═══ DATA SHOWN ═══
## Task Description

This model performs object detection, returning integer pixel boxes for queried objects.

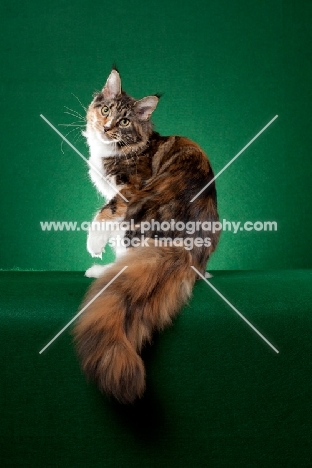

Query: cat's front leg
[87,197,126,258]
[87,224,110,258]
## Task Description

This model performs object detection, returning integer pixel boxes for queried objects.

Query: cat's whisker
[72,93,87,112]
[61,128,80,154]
[64,111,87,122]
[58,123,85,127]
[64,106,85,120]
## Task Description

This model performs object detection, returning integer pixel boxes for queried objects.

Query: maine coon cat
[74,69,218,403]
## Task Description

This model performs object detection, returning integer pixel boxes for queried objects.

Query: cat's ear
[134,96,159,120]
[102,70,121,99]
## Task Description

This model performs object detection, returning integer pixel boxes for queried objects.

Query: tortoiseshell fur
[74,70,219,403]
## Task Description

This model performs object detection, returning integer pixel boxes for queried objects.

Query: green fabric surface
[0,270,312,468]
[0,0,312,271]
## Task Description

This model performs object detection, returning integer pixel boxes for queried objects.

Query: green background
[0,0,312,270]
[0,0,312,468]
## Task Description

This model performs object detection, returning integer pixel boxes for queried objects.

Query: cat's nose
[104,120,112,131]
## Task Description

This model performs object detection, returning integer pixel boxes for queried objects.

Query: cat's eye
[101,106,109,115]
[119,118,130,127]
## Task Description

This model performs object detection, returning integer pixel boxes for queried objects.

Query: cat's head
[84,69,159,155]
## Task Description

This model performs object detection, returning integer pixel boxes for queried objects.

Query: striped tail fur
[74,245,196,403]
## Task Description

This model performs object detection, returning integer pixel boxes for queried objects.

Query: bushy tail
[74,246,196,403]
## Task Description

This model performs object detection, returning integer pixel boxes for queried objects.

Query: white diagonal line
[191,266,279,353]
[40,114,129,202]
[39,266,128,354]
[191,115,278,203]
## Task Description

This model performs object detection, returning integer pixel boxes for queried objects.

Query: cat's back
[151,134,212,181]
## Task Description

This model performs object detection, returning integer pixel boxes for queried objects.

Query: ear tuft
[134,96,159,120]
[102,69,121,99]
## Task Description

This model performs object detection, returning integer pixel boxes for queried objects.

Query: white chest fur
[84,129,120,201]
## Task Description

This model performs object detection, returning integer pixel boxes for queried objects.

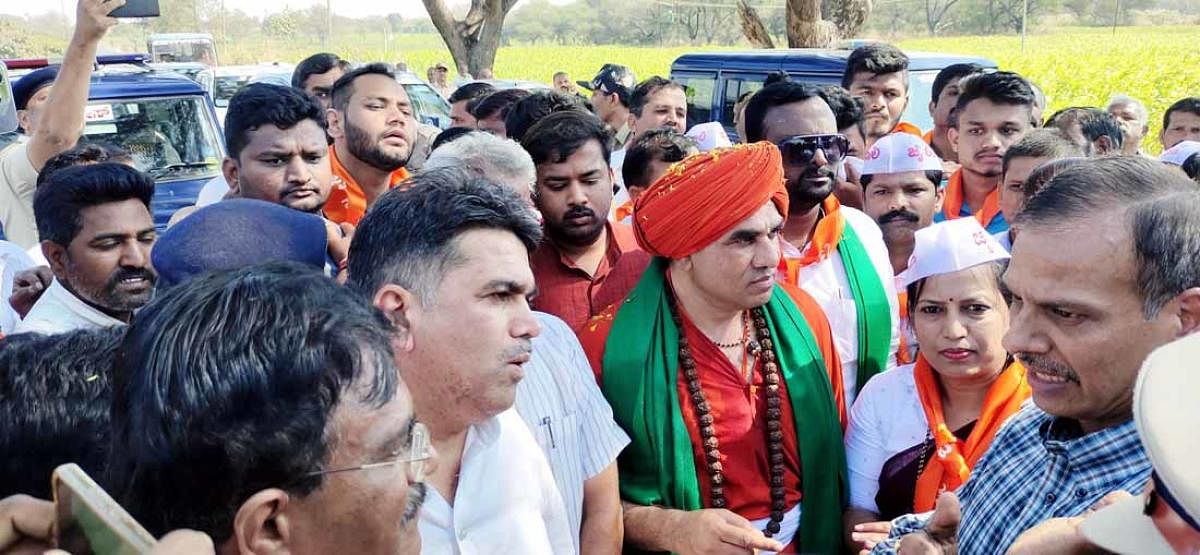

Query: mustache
[400,483,427,525]
[1016,353,1079,383]
[880,208,920,226]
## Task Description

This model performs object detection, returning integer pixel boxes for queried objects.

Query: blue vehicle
[10,54,224,229]
[671,48,996,137]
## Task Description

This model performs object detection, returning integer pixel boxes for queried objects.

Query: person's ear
[371,284,418,352]
[1175,287,1200,338]
[221,156,241,197]
[42,240,70,281]
[226,488,295,554]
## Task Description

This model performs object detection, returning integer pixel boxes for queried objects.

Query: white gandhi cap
[1080,335,1200,555]
[863,133,942,175]
[896,217,1009,287]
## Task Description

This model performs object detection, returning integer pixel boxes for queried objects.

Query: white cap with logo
[1079,335,1200,555]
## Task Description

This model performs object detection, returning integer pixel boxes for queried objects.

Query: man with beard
[862,133,942,364]
[841,42,920,147]
[580,141,846,554]
[934,71,1036,234]
[875,156,1200,554]
[746,82,899,406]
[350,168,571,554]
[17,162,157,334]
[325,64,416,225]
[104,263,433,555]
[521,111,650,329]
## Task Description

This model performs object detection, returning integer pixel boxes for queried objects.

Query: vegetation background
[0,0,1200,153]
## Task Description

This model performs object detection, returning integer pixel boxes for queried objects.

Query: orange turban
[634,142,787,258]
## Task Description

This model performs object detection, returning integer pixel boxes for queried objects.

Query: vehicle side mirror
[0,62,17,133]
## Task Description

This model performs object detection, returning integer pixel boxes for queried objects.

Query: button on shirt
[529,222,650,329]
[0,142,37,249]
[16,278,125,335]
[871,400,1151,555]
[420,408,575,555]
[780,205,900,407]
[516,312,629,549]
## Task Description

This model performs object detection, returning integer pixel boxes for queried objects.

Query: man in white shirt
[16,162,157,334]
[349,169,575,554]
[0,0,125,249]
[426,133,629,553]
[745,80,899,408]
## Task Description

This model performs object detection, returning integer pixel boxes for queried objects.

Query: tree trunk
[421,0,516,76]
[738,0,775,48]
[787,0,838,48]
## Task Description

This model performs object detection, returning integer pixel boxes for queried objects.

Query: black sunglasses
[775,133,850,167]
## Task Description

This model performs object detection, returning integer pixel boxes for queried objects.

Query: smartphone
[108,0,158,18]
[52,464,155,555]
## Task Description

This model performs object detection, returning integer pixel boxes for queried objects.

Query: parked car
[671,48,996,137]
[5,54,224,229]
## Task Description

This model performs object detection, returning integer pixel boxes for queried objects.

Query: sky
[0,0,441,18]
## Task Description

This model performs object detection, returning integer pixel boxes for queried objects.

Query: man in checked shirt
[872,156,1200,554]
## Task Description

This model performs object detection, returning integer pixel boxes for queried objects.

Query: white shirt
[420,408,575,555]
[780,207,900,407]
[16,278,125,335]
[846,364,929,513]
[0,142,37,249]
[0,240,34,335]
[515,312,629,550]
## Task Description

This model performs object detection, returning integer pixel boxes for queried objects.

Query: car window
[84,96,221,181]
[673,74,716,129]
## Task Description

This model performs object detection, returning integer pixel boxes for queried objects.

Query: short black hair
[446,80,496,106]
[744,80,824,143]
[1163,96,1200,129]
[620,127,698,187]
[930,64,984,105]
[108,262,401,544]
[950,71,1037,127]
[329,61,396,112]
[292,52,350,90]
[470,89,529,119]
[34,162,154,246]
[504,90,587,143]
[0,327,125,499]
[349,168,541,301]
[1003,127,1084,173]
[224,83,328,160]
[629,76,686,118]
[521,111,612,165]
[841,42,908,90]
[37,143,133,186]
[821,85,866,137]
[1015,156,1200,320]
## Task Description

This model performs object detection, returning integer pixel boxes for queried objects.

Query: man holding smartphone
[0,0,125,249]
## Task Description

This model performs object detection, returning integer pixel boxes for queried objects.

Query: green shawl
[601,258,847,553]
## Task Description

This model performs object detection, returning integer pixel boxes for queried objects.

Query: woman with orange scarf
[845,217,1030,549]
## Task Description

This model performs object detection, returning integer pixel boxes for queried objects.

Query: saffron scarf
[600,257,847,553]
[912,353,1031,513]
[780,195,892,392]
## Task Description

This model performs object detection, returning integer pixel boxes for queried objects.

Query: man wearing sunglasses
[745,82,899,407]
[106,263,431,554]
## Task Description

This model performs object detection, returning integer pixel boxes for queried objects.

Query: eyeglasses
[305,422,433,483]
[775,133,850,167]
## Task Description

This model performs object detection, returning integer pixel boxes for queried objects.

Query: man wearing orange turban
[580,143,846,553]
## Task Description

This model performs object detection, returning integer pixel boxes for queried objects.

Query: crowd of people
[0,0,1200,555]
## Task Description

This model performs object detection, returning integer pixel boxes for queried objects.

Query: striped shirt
[871,400,1151,555]
[516,312,629,551]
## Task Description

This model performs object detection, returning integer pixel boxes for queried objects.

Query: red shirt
[529,222,650,329]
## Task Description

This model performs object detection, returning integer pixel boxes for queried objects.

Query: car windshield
[84,96,221,181]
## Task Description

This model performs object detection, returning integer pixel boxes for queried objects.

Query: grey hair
═══
OBJECTIVE: Reproduce the entire listing above verbatim, leaving out the pictures.

WRITTEN ANSWER:
## Task Description

This model performs object detection, returning integer pixel boxes for queried objects.


Query: cat's front leg
[87,197,126,258]
[87,224,110,258]
## Task Description

This model performs object detection, returning integer pixel boxes for queried objects.

Query: cat's whisker
[72,93,87,112]
[61,128,80,154]
[64,111,87,122]
[58,123,85,127]
[64,106,85,120]
## Task Description

This model performs object detection, returning integer pixel boxes for queried objects.

Query: maine coon cat
[74,69,218,403]
## Task Description

This model performs object detection, returning integer pixel boxes for queried objects.

Query: cat's ear
[134,96,159,120]
[102,70,121,99]
## Task Description

This model performs object detection, returning integer pixel boxes for queried objects.

Query: tortoiseshell fur
[74,70,219,403]
## Task Description

This model performs object detection, returning integer pixel boxes for queried objects.

Query: green fabric surface
[0,270,312,468]
[0,0,312,271]
## Task Description

This model performs object detection, returning integer pixel boxes for queried objects.

Query: green background
[0,0,312,270]
[0,0,312,468]
## Task Description

This model performs object detection, returning integer pixel boxes for queried objects.

Query: cat's nose
[104,120,112,131]
## Task Description

This model performs object detection, returning integer pixel boxes for queried objects.

Query: cat's eye
[101,106,109,115]
[119,118,130,127]
## Task Description

This model performs object detection, returning integer pixel boxes for queried objects.

Query: cat's head
[84,69,159,155]
## Task Description

This model performs object detection, returning integer pixel boxes for queried objects.

Query: striped tail fur
[74,245,196,403]
## Task Description

This model performs object detection, returning integer pixel boxes for queried objects.

Query: bushy tail
[74,246,196,403]
## Task Description

This model performs object detection, returning integer pixel boxes for queried objects.

Query: white diagonal line
[191,266,279,353]
[40,114,129,202]
[39,266,128,354]
[191,115,278,203]
## Task Description

This model performs object detection, returning integer pixel boxes for queried objects.

Query: cat's back
[151,134,212,181]
## Task Description

This model performs object detection, returning integer pixel boxes for queried objects.

Query: ear tuft
[134,96,159,120]
[102,69,121,99]
## Task Description

This model performs object detection, returning integer pixel boxes for queried objects.

Query: white chest fur
[84,129,120,201]
## Task Description

This model performs object detection, returning integer pixel boxes for queried objects.


Query: mustache
[400,483,427,525]
[1016,353,1079,383]
[880,208,920,226]
## Task Description

This model performs object detection, returning integer pixel boxes for queried objects.

Query: blue vehicle
[10,54,224,229]
[671,48,996,137]
## Task Description

This model performs object detection, returning integer pixel boxes for queried objects.

Query: person's ear
[371,284,418,352]
[1175,287,1200,338]
[221,156,241,197]
[42,240,70,281]
[226,488,295,554]
## Task Description

This model performs object detection, returning integer pixel boxes for queried objects.

Query: white gandhi cap
[1080,335,1200,555]
[863,133,942,175]
[896,217,1009,287]
## Task Description

This model performs object detection, returning integer pixel boxes for queried objects.

Query: white cap with logo
[1079,335,1200,555]
## Task Description

This model performs object detection, returning integer pixel boxes for queried objects.

Query: man with beard
[862,133,942,364]
[841,42,920,147]
[580,141,846,554]
[934,71,1036,234]
[875,156,1200,554]
[746,82,899,406]
[350,168,571,554]
[17,162,157,334]
[325,64,416,225]
[104,263,433,555]
[521,111,650,329]
## Task Description

This model performs object detection, returning integer pixel boxes for queried objects.

Query: vegetation background
[0,0,1200,153]
## Task Description

This model performs object detection, returning integer pixel boxes for queried objects.

Query: orange turban
[634,142,787,258]
## Task Description

This model performs object detection, returning integer pixel boxes for queried objects.

Query: vehicle side mirror
[0,62,17,133]
## Task Description

This model performs object detection, returning integer pixel boxes for queried objects.

Query: button on shirt
[529,222,650,329]
[0,142,37,249]
[16,278,125,335]
[871,400,1151,555]
[420,408,575,555]
[780,205,900,407]
[516,312,629,549]
## Task Description

This model performs object detection, returning integer pixel boxes for queried objects.

Query: man in white shirt
[16,162,157,334]
[349,169,575,554]
[0,0,125,249]
[426,133,629,553]
[745,80,899,408]
## Task Description

This model performs object detection, returning integer pixel boxes for queried objects.

Query: tree trunk
[421,0,516,76]
[738,0,775,48]
[787,0,838,48]
## Task Description

This model performs object detection, returning integer pixel boxes for queried objects.

Query: black sunglasses
[775,133,850,167]
## Task Description

This model performs object detection, returning integer pixel boxes for queried objects.

Query: smartphone
[108,0,158,18]
[52,464,155,555]
## Task Description

This model performs object detection, returning integer pixel boxes for queried objects.

Query: parked car
[671,48,996,137]
[5,54,224,229]
## Task Description

This model performs object detection, returning integer pixel boxes for queried objects.

Query: sky
[0,0,441,18]
## Task Description

This model performs object detection, returning integer pixel boxes for queried objects.

Query: man in checked shirt
[872,156,1200,554]
## Task Description

This model performs object detection, returning integer pixel boxes for queried objects.

Query: white shirt
[420,408,575,555]
[780,207,900,407]
[16,278,125,335]
[846,364,929,513]
[0,142,37,249]
[0,240,34,335]
[515,312,629,550]
## Task Description

This model performs object detection, returning integer pixel boxes for queried objects.

Query: car window
[84,96,221,181]
[673,74,716,129]
## Task Description

This model performs object detection, returning integer pixel boxes for queried objects.

Query: short black hair
[446,80,496,106]
[744,80,824,143]
[1163,96,1200,129]
[620,127,698,187]
[930,64,984,105]
[108,262,401,544]
[950,71,1037,127]
[329,61,396,112]
[292,52,350,90]
[470,89,529,119]
[34,162,154,246]
[504,90,587,143]
[0,327,125,499]
[349,168,541,301]
[1003,127,1084,173]
[224,83,328,160]
[629,76,686,118]
[521,111,612,165]
[841,42,908,90]
[37,143,133,186]
[821,85,866,137]
[1015,156,1200,320]
## Task Description

This model performs object detection, returning integer pixel boxes for queried objects.

Query: man holding smartphone
[0,0,125,249]
## Task Description

This model performs object detection, returning integer pixel boxes for queried objects.

Query: green shawl
[601,258,847,553]
## Task Description

This model performs object detection, returning integer pixel boxes for queried objects.

Query: woman with orange scarf
[845,217,1030,549]
## Task Description

This model performs object detection, returning integer pixel boxes for queried objects.

Query: saffron scarf
[600,257,847,553]
[912,353,1031,513]
[780,195,892,392]
## Task Description

This model performs object detection, returning integer pixel boxes for queried objects.

Query: man wearing sunglasses
[745,82,899,407]
[106,263,431,554]
## Task Description

This model performs object detection, returning integer pixel boxes for queried objects.

Query: eyeglasses
[305,422,433,483]
[775,133,850,167]
## Task Description

This model performs object detection, returning integer pixel boxes for queried objects.

Query: man wearing orange turban
[580,143,846,553]
## Task Description

This model performs object detection, returning integer pixel boxes for queried objects.

Query: crowd of people
[0,0,1200,555]
## Task Description

This model performs object detection, returning integer pixel boxes for queried objects.

Query: striped shirt
[871,400,1151,555]
[516,312,629,551]
## Task Description

This model performs object detection, returning integer pixel boxes for queried objects.

Query: red shirt
[529,222,650,329]
## Task Description

This model performs object detection, returning integer pixel boxes for queried objects.

Query: car windshield
[84,96,221,181]
## Task Description

This model performs object detection, returning integer pixel boxes for queried objects.

Query: grey hair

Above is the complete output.